Work to be completed: Reproduce verbatim the lines running from the start of the records through the line containing "positive clicks: (128, 199)", with both ends included.
= = = = = = =
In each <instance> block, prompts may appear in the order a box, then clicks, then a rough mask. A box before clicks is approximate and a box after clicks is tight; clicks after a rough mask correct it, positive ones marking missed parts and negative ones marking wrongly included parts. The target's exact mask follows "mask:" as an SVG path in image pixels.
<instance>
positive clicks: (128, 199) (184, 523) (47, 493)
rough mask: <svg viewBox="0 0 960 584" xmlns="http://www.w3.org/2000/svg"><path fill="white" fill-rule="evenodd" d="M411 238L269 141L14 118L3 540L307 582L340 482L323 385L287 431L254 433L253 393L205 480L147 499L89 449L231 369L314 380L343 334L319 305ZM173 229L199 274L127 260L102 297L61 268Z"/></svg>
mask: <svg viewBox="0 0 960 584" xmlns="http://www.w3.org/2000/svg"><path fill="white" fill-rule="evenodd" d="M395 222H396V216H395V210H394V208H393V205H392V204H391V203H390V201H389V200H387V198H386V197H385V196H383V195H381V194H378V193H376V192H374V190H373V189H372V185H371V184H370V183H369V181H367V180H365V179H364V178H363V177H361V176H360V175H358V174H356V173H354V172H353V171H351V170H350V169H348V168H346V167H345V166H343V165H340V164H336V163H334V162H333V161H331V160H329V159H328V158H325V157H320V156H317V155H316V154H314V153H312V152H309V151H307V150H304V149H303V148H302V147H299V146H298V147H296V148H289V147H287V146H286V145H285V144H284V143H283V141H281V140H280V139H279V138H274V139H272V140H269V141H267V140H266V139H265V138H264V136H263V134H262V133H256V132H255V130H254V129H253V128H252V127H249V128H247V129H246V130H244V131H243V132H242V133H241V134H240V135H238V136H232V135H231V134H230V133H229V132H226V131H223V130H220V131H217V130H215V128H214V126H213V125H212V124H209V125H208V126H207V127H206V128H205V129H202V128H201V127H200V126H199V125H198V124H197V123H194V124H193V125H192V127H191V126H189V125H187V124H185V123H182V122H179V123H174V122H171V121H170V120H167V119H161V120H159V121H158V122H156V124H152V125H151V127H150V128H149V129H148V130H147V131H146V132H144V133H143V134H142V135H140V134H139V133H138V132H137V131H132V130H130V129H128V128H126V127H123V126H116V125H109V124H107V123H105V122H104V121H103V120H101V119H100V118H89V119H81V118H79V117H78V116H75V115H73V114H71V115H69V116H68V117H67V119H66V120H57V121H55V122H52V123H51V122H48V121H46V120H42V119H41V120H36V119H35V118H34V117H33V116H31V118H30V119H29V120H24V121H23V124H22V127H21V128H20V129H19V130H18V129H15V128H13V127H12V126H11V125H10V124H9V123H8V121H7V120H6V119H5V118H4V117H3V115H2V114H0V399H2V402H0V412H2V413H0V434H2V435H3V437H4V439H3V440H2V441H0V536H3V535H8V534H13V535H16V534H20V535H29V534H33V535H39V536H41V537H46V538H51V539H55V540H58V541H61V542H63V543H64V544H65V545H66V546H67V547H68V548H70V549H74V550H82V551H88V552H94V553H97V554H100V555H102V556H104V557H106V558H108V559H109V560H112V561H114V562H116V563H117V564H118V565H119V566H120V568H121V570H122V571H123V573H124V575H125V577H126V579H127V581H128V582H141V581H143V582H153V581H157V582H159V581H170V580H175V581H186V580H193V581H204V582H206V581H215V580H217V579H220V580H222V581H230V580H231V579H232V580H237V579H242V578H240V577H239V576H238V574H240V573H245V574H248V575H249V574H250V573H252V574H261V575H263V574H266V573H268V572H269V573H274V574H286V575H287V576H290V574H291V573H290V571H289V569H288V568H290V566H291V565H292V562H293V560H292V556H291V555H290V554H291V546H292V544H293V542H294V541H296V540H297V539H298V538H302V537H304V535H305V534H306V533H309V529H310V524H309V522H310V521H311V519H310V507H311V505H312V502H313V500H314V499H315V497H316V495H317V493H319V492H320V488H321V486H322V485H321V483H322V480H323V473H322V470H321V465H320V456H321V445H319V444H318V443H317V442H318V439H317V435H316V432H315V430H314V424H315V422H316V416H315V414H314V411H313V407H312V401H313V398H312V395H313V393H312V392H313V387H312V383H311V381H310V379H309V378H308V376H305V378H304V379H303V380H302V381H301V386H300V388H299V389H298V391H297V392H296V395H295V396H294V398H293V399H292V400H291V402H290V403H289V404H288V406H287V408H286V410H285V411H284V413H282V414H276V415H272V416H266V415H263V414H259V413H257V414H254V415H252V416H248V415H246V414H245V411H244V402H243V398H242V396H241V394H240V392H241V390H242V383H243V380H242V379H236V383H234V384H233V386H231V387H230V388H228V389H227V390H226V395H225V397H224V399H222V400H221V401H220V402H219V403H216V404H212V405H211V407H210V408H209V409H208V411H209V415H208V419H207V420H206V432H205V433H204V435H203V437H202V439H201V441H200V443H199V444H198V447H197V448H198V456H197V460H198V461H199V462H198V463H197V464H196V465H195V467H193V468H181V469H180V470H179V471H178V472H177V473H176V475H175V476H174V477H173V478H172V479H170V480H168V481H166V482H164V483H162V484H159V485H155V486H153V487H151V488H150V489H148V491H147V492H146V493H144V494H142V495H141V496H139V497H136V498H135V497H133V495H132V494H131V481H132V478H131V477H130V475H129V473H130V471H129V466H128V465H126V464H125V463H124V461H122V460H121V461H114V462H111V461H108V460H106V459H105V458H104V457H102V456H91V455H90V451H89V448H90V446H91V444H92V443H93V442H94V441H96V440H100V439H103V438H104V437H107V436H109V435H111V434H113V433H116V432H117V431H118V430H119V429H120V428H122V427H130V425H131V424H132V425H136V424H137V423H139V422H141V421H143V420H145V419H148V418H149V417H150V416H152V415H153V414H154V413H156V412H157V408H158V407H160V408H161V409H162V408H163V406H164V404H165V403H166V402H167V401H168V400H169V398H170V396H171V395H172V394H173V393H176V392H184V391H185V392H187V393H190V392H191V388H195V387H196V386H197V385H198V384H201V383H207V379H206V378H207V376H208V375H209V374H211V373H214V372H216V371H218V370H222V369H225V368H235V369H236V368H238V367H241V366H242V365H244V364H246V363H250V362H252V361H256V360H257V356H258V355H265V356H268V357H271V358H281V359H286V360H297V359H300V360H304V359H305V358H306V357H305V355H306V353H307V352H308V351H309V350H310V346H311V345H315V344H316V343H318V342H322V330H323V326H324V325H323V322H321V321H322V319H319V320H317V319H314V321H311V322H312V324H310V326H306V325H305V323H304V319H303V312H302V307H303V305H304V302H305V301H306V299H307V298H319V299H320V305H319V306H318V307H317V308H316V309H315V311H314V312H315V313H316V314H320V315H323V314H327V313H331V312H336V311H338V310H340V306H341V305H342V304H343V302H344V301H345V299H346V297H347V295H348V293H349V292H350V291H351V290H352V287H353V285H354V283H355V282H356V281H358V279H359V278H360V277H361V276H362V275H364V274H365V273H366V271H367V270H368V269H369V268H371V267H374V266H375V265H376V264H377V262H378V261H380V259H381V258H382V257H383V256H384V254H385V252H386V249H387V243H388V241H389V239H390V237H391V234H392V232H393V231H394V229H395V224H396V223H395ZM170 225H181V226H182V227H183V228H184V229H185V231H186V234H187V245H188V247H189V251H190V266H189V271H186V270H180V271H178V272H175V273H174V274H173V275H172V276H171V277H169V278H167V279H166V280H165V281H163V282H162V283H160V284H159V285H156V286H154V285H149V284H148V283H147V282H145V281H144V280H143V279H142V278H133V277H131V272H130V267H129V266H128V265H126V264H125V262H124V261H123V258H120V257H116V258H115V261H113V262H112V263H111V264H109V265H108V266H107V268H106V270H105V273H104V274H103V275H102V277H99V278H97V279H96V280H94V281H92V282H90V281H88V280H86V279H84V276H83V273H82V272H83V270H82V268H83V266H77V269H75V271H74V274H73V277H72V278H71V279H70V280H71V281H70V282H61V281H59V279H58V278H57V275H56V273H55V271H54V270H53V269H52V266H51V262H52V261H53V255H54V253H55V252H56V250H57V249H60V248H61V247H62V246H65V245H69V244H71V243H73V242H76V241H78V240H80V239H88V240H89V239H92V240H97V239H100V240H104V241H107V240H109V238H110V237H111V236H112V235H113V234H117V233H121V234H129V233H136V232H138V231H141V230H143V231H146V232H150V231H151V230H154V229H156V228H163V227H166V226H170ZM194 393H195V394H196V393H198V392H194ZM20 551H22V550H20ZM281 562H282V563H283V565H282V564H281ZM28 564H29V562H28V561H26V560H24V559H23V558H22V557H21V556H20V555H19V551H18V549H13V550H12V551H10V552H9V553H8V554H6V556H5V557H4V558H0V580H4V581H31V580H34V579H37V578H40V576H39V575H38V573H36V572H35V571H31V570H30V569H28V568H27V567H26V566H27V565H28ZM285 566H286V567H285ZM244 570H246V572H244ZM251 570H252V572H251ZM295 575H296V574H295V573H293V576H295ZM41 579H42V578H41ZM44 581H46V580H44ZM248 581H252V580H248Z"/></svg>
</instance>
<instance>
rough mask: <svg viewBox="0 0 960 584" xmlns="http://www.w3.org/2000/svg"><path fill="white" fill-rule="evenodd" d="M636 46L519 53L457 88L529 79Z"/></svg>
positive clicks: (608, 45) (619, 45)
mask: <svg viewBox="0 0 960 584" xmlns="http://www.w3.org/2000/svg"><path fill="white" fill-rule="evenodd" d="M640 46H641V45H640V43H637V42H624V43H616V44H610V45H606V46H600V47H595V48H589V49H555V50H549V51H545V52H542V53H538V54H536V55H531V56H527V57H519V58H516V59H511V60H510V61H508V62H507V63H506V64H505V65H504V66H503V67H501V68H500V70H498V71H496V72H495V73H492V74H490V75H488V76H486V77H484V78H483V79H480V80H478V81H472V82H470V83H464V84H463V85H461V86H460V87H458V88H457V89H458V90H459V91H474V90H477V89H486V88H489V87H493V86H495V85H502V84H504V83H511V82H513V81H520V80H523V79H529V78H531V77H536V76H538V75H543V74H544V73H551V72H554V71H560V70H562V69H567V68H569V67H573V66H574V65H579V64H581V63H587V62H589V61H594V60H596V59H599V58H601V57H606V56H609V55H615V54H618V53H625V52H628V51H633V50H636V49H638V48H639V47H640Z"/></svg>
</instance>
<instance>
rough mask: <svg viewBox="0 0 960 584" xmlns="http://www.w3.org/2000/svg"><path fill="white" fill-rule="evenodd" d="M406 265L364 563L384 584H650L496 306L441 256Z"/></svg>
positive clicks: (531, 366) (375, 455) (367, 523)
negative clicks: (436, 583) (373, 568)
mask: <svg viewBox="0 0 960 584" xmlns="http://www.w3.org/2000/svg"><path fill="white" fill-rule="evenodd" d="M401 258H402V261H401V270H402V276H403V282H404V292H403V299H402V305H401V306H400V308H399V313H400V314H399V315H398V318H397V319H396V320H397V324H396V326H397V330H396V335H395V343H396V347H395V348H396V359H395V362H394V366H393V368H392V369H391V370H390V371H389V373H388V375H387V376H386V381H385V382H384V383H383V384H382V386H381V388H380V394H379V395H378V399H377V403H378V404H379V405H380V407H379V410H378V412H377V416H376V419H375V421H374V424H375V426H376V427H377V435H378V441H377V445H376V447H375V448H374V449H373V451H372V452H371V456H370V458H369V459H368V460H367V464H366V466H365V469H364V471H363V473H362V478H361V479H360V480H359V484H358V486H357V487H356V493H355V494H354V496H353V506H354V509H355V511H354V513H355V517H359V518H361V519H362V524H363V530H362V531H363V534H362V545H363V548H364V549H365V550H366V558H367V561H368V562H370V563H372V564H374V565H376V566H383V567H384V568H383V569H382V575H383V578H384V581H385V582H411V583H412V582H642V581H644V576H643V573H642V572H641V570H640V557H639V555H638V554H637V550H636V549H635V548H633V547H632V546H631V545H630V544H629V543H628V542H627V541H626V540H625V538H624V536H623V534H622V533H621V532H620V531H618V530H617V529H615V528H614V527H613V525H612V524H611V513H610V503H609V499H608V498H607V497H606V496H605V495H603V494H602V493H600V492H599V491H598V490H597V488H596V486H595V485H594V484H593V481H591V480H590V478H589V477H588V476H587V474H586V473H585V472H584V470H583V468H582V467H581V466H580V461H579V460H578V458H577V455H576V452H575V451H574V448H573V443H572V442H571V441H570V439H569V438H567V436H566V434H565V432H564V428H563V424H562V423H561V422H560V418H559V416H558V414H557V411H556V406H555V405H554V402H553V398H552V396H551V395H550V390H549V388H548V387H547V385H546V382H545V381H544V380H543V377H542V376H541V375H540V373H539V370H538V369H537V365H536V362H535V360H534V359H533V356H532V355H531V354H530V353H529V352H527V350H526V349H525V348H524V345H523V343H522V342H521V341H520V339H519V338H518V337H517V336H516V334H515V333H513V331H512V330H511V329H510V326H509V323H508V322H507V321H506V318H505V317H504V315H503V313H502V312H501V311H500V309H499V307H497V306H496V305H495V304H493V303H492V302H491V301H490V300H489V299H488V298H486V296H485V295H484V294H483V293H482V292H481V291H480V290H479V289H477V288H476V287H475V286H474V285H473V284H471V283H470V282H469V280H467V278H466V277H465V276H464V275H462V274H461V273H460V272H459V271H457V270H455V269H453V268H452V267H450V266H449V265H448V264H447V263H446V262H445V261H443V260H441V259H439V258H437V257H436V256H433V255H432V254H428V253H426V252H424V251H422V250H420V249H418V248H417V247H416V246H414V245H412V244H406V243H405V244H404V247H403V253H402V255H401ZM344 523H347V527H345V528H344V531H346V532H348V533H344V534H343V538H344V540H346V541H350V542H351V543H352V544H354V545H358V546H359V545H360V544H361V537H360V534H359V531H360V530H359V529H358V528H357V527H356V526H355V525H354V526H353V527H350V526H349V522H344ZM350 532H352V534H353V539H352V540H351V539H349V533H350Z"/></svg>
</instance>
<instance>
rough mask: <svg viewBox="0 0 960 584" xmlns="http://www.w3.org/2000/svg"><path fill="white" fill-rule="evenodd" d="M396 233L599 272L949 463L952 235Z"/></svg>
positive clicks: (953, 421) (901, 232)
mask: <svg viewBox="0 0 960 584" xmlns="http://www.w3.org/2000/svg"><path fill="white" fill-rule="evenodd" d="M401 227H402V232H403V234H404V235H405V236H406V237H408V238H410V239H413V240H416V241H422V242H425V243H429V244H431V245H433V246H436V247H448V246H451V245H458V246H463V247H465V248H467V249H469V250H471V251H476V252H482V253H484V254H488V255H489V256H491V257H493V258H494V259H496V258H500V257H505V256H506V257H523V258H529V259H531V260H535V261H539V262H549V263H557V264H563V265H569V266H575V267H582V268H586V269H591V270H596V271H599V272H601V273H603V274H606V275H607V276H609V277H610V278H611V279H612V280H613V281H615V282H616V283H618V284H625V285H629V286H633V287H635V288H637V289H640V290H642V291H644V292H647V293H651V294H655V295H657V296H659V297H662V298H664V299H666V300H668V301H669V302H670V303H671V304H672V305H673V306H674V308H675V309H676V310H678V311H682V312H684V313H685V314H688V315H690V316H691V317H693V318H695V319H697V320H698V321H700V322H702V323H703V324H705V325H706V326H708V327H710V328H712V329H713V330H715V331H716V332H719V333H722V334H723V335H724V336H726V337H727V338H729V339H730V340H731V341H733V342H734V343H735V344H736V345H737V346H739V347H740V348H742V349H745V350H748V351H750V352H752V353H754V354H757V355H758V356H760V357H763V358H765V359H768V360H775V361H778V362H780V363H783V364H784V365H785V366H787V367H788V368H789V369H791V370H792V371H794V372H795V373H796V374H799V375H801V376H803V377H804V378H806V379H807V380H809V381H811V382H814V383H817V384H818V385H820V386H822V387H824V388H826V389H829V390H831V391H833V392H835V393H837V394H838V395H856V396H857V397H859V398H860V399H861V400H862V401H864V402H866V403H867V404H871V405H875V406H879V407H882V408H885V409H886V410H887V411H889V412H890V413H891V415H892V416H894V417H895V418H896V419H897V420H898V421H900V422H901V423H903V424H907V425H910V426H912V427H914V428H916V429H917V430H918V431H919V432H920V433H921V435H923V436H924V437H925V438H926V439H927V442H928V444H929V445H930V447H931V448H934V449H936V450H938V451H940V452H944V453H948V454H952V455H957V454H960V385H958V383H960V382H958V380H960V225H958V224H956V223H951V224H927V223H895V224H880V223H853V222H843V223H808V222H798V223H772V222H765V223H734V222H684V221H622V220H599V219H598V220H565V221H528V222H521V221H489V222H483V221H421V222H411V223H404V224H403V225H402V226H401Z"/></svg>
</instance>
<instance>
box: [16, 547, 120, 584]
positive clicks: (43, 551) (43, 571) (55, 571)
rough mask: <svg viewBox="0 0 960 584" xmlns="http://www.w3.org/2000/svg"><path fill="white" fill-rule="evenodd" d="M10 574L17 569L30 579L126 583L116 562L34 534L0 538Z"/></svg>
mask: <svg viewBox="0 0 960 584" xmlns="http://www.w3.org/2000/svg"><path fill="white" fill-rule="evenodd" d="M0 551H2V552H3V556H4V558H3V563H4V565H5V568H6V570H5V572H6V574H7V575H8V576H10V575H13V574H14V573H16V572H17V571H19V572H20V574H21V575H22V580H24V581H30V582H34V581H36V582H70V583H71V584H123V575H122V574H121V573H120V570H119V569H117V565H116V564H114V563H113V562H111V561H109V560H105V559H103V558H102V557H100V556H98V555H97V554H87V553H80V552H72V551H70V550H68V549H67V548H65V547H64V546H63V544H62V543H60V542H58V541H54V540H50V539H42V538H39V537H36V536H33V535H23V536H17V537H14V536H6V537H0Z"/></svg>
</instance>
= = = = = = =
Exercise response:
In each <instance> block, prompts may appear in the order a box, then clicks, then a rough mask. A box before clicks is approximate and a box after clicks is tight; clicks after a rough mask correct it, positive ones marking missed parts and negative ones marking wrongly included parts. The target's exact mask follows "mask:" as an SVG path in image pixels.
<instance>
positive clicks: (128, 199) (184, 523) (47, 493)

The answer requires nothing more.